SELECTED TEXT: Begin

Restrictive lung function is caused by increased elastic recoil of the lung parenchyma (interstitial lung disease), respiratory muscle weakness, mechanical restrictions (chest wall deformities), and/or poor effort. Table e42-5 lists common causes of restrictive lung disease.
TABLE e42-5Causes of Restrictive Lung Disease |Favorite Table|Download (.pdf) TABLE e42-5 Causes of Restrictive Lung Disease
|Interstitial lung diseases |
Idiopathic pulmonary fibrosis
Collagen vascular disease
Drug-induced lung disease
Infiltrative lung diseases
Chest wall diseases
Restrictive lung function from parenchymal lung disease usually can be differentiated from processes causing mechanical restriction as a result of chest bellows malfunction (Table e42-6). Restrictive parenchymal diseases are associated with a reduction in VA and an increase in lung elastic recoil. All lung volumes, as well as DLCO, are reduced. Compared to patients with restriction secondary to neuromuscular disease, in patients with interstitial lung disease, the RV/TLC (normally less than or equal to 30%) and measurements of maximal inspiratory pressure (normal = –75 cm H2O [-7.4 kPa] in males, –50 cm H2O [-4.9 kPa] in females) remain normal. In addition, patients exhibit mild resting hypoxemia that worsens with exercise. Monitoring gas exchange during exercise may be the most sensitive test for detecting progression of interstitial lung disease; however, this involves obtaining arterial blood during exercise and DLCO and exercise pulse oximetry is often used in its place.
TABLE e42-6Patterns of Pulmonary Function |Favorite Table|Download (.pdf) TABLE e42-6 Patterns of Pulmonary Function
| ||Obstructive Lung Disease ||Restrictive Lung Disease |
| ||Asthma ||COPD ||Parenchymal Disease ||Chest Bellows Disease |
|FVC ||Nl or I ||Nl or I ||D ||D |
|FEV1 ||D ||D ||D ||D |
|FEV1/FVC ||<70% (0.70) ||<70% (0.70) ||≥75%-80% (0.75-0.80) ||≥75%-80% (0.75-0.80) |
|TLC ||Nl or I ||Nl or I ||D ||D |
|RV/TLC ||Nl or I ||Nl or I ||Nl ||I |
|Airway resistance ||I ||I ||N ||Nl |
|DLCO ||Nl ||D ||D ||Nl |
Mechanical restriction caused by chest bellows malfunction may result from chest wall or skeletal deformity, loss of neuromuscular function, fibrosis of the pleural space, and abdominal overdistension causing upward displacement of the diaphragm, as well as decreased diaphragm movement. The most common pulmonary function pattern seen in these patients is a decrease in TLC and VC with only a slight decrease in RV. RV is maintained in these diseases because lung compliance remains normal. DLCO is normal or only minimally reduced, and DLCO/VA (corrected for VA) is normal. RV/TLC often is increased in patients with restrictive chest bellows disease.

SELECTED TEXT: End
INFORMATION GIVEN: Begin

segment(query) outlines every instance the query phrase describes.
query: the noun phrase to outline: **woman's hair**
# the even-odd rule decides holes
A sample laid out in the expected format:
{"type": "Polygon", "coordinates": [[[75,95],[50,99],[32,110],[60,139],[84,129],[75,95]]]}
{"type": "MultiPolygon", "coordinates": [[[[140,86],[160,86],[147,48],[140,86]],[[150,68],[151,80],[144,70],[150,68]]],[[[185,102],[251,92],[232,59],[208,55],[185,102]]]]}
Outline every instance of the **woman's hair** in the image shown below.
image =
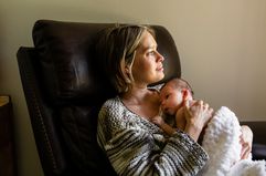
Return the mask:
{"type": "Polygon", "coordinates": [[[97,50],[104,59],[105,72],[118,93],[126,92],[134,82],[131,66],[145,31],[155,38],[151,28],[131,24],[105,29],[98,41],[97,50]],[[126,66],[129,73],[125,72],[126,66]]]}

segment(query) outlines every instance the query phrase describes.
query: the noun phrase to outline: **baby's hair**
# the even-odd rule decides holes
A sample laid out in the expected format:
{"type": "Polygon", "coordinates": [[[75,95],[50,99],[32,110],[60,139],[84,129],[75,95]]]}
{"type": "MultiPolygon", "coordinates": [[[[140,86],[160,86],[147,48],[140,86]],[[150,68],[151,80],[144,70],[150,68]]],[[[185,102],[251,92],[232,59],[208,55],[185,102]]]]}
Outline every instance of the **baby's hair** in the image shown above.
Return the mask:
{"type": "Polygon", "coordinates": [[[191,85],[189,84],[188,81],[185,81],[184,79],[181,77],[173,77],[170,81],[168,81],[164,85],[161,86],[161,90],[169,83],[172,83],[172,85],[174,86],[174,89],[185,89],[189,90],[191,95],[194,95],[194,92],[191,87],[191,85]]]}

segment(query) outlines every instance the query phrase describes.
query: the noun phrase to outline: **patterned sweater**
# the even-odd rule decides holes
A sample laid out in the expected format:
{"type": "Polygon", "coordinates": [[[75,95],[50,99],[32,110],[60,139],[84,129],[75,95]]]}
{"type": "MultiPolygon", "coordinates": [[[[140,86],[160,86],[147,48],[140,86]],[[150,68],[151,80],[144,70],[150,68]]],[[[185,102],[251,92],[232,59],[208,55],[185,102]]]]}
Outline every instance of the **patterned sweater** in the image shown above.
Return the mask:
{"type": "Polygon", "coordinates": [[[118,175],[196,175],[209,159],[205,151],[189,135],[172,136],[129,111],[117,96],[102,106],[97,141],[118,175]]]}

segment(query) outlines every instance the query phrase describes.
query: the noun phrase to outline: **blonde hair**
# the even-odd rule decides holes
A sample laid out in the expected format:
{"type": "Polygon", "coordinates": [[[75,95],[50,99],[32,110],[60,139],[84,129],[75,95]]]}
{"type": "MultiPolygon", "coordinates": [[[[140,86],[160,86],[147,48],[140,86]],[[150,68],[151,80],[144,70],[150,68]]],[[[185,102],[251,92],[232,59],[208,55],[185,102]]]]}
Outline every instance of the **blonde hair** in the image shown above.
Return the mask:
{"type": "Polygon", "coordinates": [[[127,24],[106,29],[99,40],[106,74],[118,93],[127,92],[134,82],[131,66],[145,31],[155,38],[155,31],[149,27],[127,24]],[[129,73],[125,72],[126,66],[129,73]]]}

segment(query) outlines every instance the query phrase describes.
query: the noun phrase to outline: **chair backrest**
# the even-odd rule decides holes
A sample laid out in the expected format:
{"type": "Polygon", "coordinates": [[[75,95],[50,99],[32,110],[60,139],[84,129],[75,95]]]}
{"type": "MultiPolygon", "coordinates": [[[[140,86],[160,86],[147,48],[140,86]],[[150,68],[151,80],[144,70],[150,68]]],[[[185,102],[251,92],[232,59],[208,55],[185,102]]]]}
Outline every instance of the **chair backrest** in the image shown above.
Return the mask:
{"type": "MultiPolygon", "coordinates": [[[[97,114],[114,89],[95,54],[99,31],[113,23],[39,20],[34,46],[21,46],[18,63],[35,143],[45,175],[114,175],[96,142],[97,114]]],[[[164,56],[166,82],[180,76],[171,34],[153,27],[164,56]]]]}

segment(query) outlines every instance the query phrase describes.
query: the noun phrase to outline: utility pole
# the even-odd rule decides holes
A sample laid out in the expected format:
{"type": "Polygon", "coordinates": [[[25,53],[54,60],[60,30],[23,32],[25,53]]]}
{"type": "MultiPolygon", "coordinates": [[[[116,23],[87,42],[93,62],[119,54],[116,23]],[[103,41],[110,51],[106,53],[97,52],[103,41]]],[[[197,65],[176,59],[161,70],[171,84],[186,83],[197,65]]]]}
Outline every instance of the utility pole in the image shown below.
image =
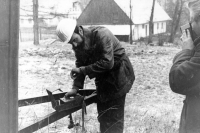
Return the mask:
{"type": "Polygon", "coordinates": [[[149,21],[149,39],[148,39],[148,44],[152,43],[154,6],[155,6],[155,0],[153,0],[152,9],[151,9],[151,16],[150,16],[150,21],[149,21]]]}
{"type": "Polygon", "coordinates": [[[38,0],[33,0],[34,45],[39,45],[38,0]]]}
{"type": "Polygon", "coordinates": [[[132,3],[131,3],[131,0],[130,0],[130,44],[133,43],[133,33],[132,33],[132,3]]]}

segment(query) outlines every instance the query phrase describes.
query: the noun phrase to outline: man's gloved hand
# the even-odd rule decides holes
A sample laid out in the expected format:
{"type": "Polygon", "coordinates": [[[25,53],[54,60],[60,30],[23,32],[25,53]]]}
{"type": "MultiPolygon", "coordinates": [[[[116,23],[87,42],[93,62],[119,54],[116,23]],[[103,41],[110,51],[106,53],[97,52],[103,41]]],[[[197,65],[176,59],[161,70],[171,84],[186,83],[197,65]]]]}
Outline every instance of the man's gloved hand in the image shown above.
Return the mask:
{"type": "Polygon", "coordinates": [[[65,99],[69,99],[72,96],[76,96],[77,91],[78,91],[77,89],[71,89],[69,92],[65,94],[65,99]]]}
{"type": "Polygon", "coordinates": [[[78,75],[82,74],[82,71],[80,68],[73,68],[71,70],[70,76],[72,79],[75,79],[78,75]]]}
{"type": "Polygon", "coordinates": [[[182,40],[182,49],[190,49],[192,50],[194,48],[194,44],[190,35],[189,30],[185,31],[182,36],[181,36],[181,40],[182,40]],[[186,34],[187,32],[187,34],[186,34]]]}

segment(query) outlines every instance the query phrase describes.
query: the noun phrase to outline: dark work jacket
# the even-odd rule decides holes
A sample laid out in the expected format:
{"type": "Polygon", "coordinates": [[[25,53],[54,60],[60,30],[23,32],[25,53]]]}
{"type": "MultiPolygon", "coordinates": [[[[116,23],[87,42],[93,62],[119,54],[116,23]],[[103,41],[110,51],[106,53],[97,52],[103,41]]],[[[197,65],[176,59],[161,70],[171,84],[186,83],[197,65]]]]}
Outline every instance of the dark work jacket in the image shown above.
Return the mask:
{"type": "Polygon", "coordinates": [[[83,74],[74,80],[73,86],[82,89],[87,75],[95,78],[100,101],[119,98],[129,92],[135,80],[131,62],[119,40],[107,28],[89,29],[92,31],[89,49],[74,49],[76,67],[80,67],[83,74]]]}
{"type": "Polygon", "coordinates": [[[175,56],[169,74],[172,91],[186,95],[179,133],[200,133],[200,38],[194,44],[175,56]]]}

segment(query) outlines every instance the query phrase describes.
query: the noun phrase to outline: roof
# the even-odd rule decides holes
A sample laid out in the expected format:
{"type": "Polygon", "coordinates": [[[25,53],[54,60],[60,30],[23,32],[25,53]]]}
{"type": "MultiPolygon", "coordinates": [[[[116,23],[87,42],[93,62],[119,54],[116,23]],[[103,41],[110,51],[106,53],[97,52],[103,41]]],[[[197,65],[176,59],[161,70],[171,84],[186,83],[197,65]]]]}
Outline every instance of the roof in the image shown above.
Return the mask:
{"type": "MultiPolygon", "coordinates": [[[[114,0],[130,17],[130,0],[114,0]]],[[[132,0],[132,21],[134,24],[148,23],[150,20],[153,0],[132,0]]],[[[155,1],[154,22],[171,20],[164,9],[155,1]]]]}
{"type": "MultiPolygon", "coordinates": [[[[40,18],[54,18],[54,14],[67,15],[69,9],[72,7],[73,0],[38,0],[39,2],[39,17],[40,18]]],[[[20,17],[33,16],[33,1],[20,1],[20,17]]]]}
{"type": "Polygon", "coordinates": [[[79,25],[127,25],[130,18],[114,0],[91,0],[77,22],[79,25]]]}

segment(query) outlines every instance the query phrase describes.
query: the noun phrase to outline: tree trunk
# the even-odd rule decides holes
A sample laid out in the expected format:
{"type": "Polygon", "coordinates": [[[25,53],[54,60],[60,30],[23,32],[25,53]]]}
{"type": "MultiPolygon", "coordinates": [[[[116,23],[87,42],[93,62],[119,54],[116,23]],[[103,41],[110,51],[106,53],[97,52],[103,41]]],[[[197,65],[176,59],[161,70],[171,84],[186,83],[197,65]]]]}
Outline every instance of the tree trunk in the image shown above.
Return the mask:
{"type": "Polygon", "coordinates": [[[38,0],[33,0],[34,45],[39,45],[38,0]]]}
{"type": "Polygon", "coordinates": [[[148,39],[148,44],[152,43],[154,7],[155,7],[155,0],[153,0],[153,5],[152,5],[152,9],[151,9],[151,16],[150,16],[150,21],[149,21],[149,39],[148,39]]]}
{"type": "Polygon", "coordinates": [[[174,37],[179,27],[182,9],[183,9],[183,1],[177,0],[174,15],[173,15],[173,20],[172,20],[172,25],[171,25],[170,38],[169,38],[169,42],[171,43],[174,42],[174,37]]]}

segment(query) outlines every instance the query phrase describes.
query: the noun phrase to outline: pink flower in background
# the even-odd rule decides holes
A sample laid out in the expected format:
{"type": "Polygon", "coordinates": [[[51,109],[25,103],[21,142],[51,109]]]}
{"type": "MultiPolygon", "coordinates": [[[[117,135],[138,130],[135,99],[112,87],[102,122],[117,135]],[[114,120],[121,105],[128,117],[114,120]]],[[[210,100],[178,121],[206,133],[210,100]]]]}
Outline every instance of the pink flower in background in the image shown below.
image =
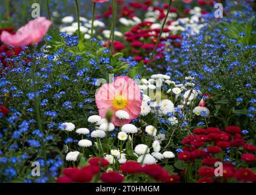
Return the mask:
{"type": "Polygon", "coordinates": [[[0,40],[13,47],[21,47],[33,44],[41,41],[48,30],[52,22],[44,17],[30,20],[18,30],[15,34],[4,31],[0,40]]]}
{"type": "Polygon", "coordinates": [[[105,118],[107,110],[113,112],[112,122],[116,126],[130,122],[140,113],[142,99],[140,88],[127,76],[119,76],[112,83],[104,84],[96,92],[95,100],[102,118],[105,118]],[[118,110],[128,113],[129,119],[116,117],[118,110]]]}
{"type": "Polygon", "coordinates": [[[108,1],[108,0],[93,0],[94,2],[104,2],[107,1],[108,1]]]}

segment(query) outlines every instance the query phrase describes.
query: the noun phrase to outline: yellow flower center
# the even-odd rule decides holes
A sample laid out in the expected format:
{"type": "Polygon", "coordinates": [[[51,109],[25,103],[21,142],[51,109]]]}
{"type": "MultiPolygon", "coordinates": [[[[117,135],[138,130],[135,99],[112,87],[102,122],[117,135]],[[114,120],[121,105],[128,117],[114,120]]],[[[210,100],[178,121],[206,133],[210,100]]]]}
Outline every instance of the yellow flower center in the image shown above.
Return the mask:
{"type": "Polygon", "coordinates": [[[116,95],[112,101],[112,104],[114,108],[120,110],[126,107],[127,100],[124,96],[116,95]]]}

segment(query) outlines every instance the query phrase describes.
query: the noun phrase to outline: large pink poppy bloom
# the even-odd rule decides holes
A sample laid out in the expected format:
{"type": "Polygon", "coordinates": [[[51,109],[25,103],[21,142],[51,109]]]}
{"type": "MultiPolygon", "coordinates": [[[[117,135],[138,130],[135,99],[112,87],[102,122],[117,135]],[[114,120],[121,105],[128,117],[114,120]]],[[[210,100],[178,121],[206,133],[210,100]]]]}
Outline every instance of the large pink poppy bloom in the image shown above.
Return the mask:
{"type": "Polygon", "coordinates": [[[127,76],[119,76],[112,83],[104,84],[96,92],[95,100],[102,118],[105,118],[107,110],[113,112],[112,122],[116,126],[129,123],[140,113],[142,98],[140,88],[127,76]],[[120,110],[129,114],[129,119],[115,116],[120,110]]]}
{"type": "Polygon", "coordinates": [[[93,0],[94,2],[104,2],[107,1],[108,1],[108,0],[93,0]]]}
{"type": "Polygon", "coordinates": [[[45,35],[52,22],[44,17],[30,20],[21,27],[15,34],[4,31],[0,40],[13,47],[21,47],[38,43],[45,35]]]}

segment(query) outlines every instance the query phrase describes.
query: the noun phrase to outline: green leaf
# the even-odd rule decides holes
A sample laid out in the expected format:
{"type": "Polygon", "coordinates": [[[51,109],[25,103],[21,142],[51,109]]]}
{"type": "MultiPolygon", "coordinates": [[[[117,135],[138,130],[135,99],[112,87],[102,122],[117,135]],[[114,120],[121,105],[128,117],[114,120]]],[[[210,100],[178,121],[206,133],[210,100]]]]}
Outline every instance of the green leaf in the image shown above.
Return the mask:
{"type": "Polygon", "coordinates": [[[176,161],[174,163],[174,166],[180,170],[184,170],[186,168],[186,163],[183,161],[176,161]]]}
{"type": "Polygon", "coordinates": [[[174,168],[172,165],[166,165],[163,167],[163,168],[167,171],[168,171],[169,174],[171,174],[174,171],[174,168]]]}

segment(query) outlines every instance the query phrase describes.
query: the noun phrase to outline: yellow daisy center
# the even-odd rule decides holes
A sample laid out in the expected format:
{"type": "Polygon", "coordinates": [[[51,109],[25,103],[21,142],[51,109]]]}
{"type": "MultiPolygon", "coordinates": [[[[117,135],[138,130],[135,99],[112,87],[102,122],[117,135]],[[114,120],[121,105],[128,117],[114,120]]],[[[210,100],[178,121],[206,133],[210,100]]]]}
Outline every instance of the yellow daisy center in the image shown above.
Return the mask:
{"type": "Polygon", "coordinates": [[[123,109],[126,107],[127,104],[127,100],[122,95],[115,96],[114,99],[112,101],[113,107],[115,109],[123,109]]]}

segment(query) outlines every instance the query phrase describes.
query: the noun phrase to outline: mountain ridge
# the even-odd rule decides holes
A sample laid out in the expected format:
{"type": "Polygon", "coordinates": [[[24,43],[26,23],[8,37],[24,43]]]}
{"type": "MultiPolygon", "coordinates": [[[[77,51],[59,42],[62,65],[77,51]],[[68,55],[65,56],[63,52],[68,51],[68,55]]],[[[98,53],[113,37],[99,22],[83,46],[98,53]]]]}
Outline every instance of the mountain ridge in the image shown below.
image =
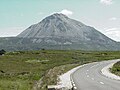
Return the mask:
{"type": "Polygon", "coordinates": [[[42,48],[94,51],[120,50],[119,43],[105,36],[94,27],[58,13],[44,18],[41,22],[28,27],[18,36],[4,40],[4,42],[0,43],[1,47],[9,47],[9,50],[13,46],[16,47],[15,50],[39,50],[42,48]]]}

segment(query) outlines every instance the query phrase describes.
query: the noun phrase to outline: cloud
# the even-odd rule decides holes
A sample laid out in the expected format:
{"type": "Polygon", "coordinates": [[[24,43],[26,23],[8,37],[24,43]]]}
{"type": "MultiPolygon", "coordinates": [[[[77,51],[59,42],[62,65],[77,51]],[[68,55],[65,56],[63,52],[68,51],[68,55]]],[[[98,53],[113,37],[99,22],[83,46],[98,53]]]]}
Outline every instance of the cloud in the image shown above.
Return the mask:
{"type": "Polygon", "coordinates": [[[105,30],[105,34],[115,41],[120,42],[120,28],[110,28],[105,30]]]}
{"type": "Polygon", "coordinates": [[[39,12],[37,15],[43,15],[44,13],[43,12],[39,12]]]}
{"type": "Polygon", "coordinates": [[[113,4],[113,0],[100,0],[100,3],[104,5],[111,5],[113,4]]]}
{"type": "Polygon", "coordinates": [[[67,16],[73,15],[73,12],[67,9],[62,10],[60,13],[67,15],[67,16]]]}
{"type": "Polygon", "coordinates": [[[109,20],[110,20],[110,21],[115,21],[115,20],[117,20],[117,18],[116,18],[116,17],[112,17],[112,18],[110,18],[109,20]]]}

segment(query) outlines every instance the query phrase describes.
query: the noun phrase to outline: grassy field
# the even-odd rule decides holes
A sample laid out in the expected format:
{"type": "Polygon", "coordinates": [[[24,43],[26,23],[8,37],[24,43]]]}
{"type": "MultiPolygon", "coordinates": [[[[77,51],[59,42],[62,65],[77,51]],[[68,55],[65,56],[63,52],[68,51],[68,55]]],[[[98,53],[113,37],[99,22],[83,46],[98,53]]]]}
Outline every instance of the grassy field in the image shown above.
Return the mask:
{"type": "Polygon", "coordinates": [[[112,71],[112,73],[120,76],[120,61],[113,65],[111,71],[112,71]]]}
{"type": "Polygon", "coordinates": [[[94,61],[120,58],[120,52],[18,51],[0,56],[0,90],[46,90],[57,76],[94,61]]]}

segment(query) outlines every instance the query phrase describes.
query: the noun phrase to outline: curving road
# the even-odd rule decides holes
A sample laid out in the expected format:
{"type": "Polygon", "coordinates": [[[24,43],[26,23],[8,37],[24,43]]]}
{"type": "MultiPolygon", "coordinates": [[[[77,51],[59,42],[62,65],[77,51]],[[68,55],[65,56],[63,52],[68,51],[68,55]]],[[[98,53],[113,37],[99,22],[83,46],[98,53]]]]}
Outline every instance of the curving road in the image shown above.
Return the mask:
{"type": "Polygon", "coordinates": [[[112,80],[101,69],[116,61],[103,61],[85,65],[72,74],[77,90],[120,90],[120,81],[112,80]]]}

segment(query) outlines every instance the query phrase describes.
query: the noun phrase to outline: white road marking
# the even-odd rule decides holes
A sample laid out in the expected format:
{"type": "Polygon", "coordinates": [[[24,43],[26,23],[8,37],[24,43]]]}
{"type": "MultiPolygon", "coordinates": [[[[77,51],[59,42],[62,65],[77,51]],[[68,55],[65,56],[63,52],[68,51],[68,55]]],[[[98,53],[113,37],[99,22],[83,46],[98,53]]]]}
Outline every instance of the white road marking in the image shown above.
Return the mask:
{"type": "Polygon", "coordinates": [[[104,84],[103,82],[100,82],[100,84],[104,84]]]}
{"type": "Polygon", "coordinates": [[[75,90],[77,90],[77,87],[74,87],[75,90]]]}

INFORMATION GIVEN: End

REQUIRED TASKS =
1. List the causes of restrictive lung function that the opening sentence of the restrictive lung disease text names.
2. Translate the sentence "Restrictive parenchymal diseases are associated with a reduction in VA and an increase in lung elastic recoil." from the restrictive lung disease text into Spanish.
3. Duplicate the portion of the restrictive lung disease text that begins at the words "Restrictive lung function is" and ends after the words "restrictive lung disease.".
Work from the text on restrictive lung disease alone, not from the listing.

ANSWERS FOR THE TASKS =
1.
- Increased elastic recoil of the lung parenchyma (interstitial lung disease)
- Respiratory muscle weakness
- Mechanical restrictions (chest wall deformities)
- Poor effort

2. Las enfermedades parenquimatosas restrictivas se asocian con una reducción del VA y un aumento del retroceso elástico pulmonar.

3.
Restrictive lung function is caused by increased elastic recoil of the lung parenchyma (interstitial lung disease), respiratory muscle weakness, mechanical restrictions (chest wall deformities), and/or poor effort. Table e42-5 lists common causes of restrictive lung disease.